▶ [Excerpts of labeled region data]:
────────────────
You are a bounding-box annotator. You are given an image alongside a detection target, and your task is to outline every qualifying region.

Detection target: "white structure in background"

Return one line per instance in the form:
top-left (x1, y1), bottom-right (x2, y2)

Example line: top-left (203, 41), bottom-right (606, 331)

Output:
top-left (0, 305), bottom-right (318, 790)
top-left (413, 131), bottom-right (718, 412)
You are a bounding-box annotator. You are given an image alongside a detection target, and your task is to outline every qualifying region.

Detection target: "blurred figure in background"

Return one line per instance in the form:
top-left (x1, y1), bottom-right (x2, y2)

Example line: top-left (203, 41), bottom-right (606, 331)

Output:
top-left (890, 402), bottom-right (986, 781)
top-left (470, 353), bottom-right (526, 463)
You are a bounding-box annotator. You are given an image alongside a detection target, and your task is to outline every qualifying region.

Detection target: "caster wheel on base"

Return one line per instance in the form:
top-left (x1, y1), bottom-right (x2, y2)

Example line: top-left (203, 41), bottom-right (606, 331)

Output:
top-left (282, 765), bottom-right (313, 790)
────────────────
▶ [WHAT IS REQUIRED]: Recast the rows above as a two-column CSV with the header line "text,output" and one line for each row. Put the row's full text in "text" and its answer in "output", wrap each field in double quotes, and turn every line break into a space.

▶ [FULL ANSWER]:
text,output
"You are a bounding-box annotator. You are given an image alongside a detection target, and your task is to outline every qualifying region. Detection target: ""white structure in background"" Return one line per instance in the form: top-left (x1, y1), bottom-right (x2, y2) Example line: top-left (203, 41), bottom-right (606, 331) Output:","top-left (0, 305), bottom-right (318, 790) top-left (413, 131), bottom-right (718, 412)"
"You are a bounding-box annotator. You are given an image alongside a detection target, and your task is to outline every qualifying region. Detection target: ""blurred figure in background"" Return one line per instance in the form: top-left (x1, y1), bottom-right (x2, y2) Example line: top-left (203, 41), bottom-right (606, 331) Output:","top-left (890, 402), bottom-right (986, 781) top-left (470, 353), bottom-right (526, 463)"
"You are a bounding-box annotator. You are given an image alongside a detection target, and your task is to outline every qualifying region. Detection target: ""caster wheel on base"" Return one line per instance in the form: top-left (x1, y1), bottom-right (x2, y2) Example line: top-left (203, 41), bottom-right (606, 331) Output:","top-left (282, 765), bottom-right (313, 790)"